### Exercise text
++++
Cindy DiTiberio just asked, “Have you been helped by couples therapy? Hurt by it?”
Both, my babies. Both.
Actually, that’s not true. Even when it hurt, it still helped me on-net. Today I’m going to talk about the “counseling” I got during my now-deceased marriage (RIP).
The problem with marrying at 22 and 25 is that you have no idea who you are or what you want. I don’t think that’s the reason early marriage predicts divorce. I think it’s more a question of who tends to marry young. But, at least in my case, it didn’t help.
I wanted to marry my husband. We’d been together for three years. I met him at 19. I loved him. My family didn’t pressure me. They honestly didn’t really like us together. They saw things I didn’t.
But the church is another story. I felt intense, explicit pressure to wait until marriage to have sex with my husband and to absolutely never even think about cohabitating.
So, with graduation looming, I planned to marry him the same month I graduated at least in part to avoid moving back in with my parents in Huntsville while I looked for a job.
In the year leading up to our wedding, I told him I was worried about his job situation. The gap between my anxiety level and his really should have been a much bigger clue as to how things would eventually shake out. This wasn’t, after all, a disagreement about our wedding colors. I must have assumed that he knew something I didn’t.
++++
[Region pointing data]

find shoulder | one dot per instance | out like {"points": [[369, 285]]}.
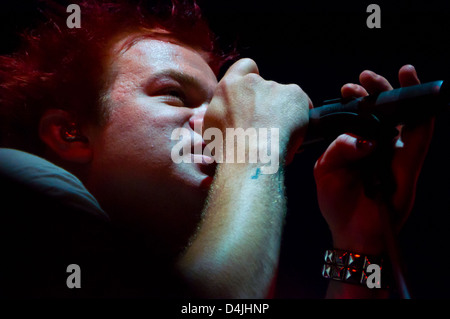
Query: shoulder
{"points": [[25, 172]]}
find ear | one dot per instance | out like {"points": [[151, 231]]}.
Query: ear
{"points": [[53, 128]]}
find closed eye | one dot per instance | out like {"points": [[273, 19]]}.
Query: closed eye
{"points": [[173, 96]]}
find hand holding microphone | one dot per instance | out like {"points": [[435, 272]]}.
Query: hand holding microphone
{"points": [[352, 216]]}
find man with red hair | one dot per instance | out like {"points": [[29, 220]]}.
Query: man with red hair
{"points": [[101, 102]]}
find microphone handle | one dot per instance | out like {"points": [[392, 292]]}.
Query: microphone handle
{"points": [[367, 116]]}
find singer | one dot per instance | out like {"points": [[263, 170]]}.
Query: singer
{"points": [[87, 177]]}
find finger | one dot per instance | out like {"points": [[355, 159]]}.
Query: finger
{"points": [[416, 140], [353, 90], [344, 151], [242, 67], [407, 76], [373, 82]]}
++++
### Activity list
1: Return the part of the essay on marriage that starts at the words "Cindy DiTiberio just" and ends after the words "now-deceased marriage (RIP).", copied word for word.
2: List every age the essay on marriage mentions.
The records are separate material and have nothing to do with the essay on marriage.

### Task-by-task answers
1:
Cindy DiTiberio just asked, “Have you been helped by couples therapy? Hurt by it?”
Both, my babies. Both.
Actually, that’s not true. Even when it hurt, it still helped me on-net. Today I’m going to talk about the “counseling” I got during my now-deceased marriage (RIP).

2:
22
25
19